* _AIM_: Report each line below that contains the word "cloud", copying those lines in full. Case counts, so uppercase and lowercase letters must match.

--- Start of RECORD LIST ---

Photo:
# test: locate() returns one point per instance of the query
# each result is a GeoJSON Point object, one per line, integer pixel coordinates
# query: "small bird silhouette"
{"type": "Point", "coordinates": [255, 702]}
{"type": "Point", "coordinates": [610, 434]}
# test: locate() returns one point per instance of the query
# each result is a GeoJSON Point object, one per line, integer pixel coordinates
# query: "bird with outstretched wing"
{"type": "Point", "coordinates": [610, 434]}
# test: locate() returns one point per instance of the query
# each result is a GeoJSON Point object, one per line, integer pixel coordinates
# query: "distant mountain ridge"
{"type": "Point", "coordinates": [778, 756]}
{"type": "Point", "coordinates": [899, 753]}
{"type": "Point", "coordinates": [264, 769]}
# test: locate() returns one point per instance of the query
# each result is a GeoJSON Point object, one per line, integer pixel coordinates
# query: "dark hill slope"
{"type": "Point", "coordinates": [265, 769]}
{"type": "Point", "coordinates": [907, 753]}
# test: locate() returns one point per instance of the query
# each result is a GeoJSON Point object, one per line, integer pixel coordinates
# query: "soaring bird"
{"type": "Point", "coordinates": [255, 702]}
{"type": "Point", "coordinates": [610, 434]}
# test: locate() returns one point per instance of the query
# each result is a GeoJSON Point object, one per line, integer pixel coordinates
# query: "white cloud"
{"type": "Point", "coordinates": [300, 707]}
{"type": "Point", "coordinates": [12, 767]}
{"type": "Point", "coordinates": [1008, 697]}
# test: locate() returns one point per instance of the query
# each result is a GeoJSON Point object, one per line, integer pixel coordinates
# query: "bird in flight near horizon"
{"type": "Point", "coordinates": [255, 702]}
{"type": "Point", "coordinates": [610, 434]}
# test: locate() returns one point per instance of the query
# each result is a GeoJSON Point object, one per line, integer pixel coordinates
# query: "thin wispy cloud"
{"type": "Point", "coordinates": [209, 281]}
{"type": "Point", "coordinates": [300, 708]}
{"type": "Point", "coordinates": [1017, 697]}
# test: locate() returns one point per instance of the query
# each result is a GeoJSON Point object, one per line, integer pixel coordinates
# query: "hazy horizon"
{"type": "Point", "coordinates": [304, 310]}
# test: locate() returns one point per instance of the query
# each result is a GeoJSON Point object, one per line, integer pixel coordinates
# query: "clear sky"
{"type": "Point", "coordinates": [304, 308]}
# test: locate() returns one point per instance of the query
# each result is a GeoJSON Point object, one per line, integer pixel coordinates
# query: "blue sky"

--- End of RECORD LIST ---

* _RESPONSE_:
# query: "white cloud"
# query: "thin wispy cloud"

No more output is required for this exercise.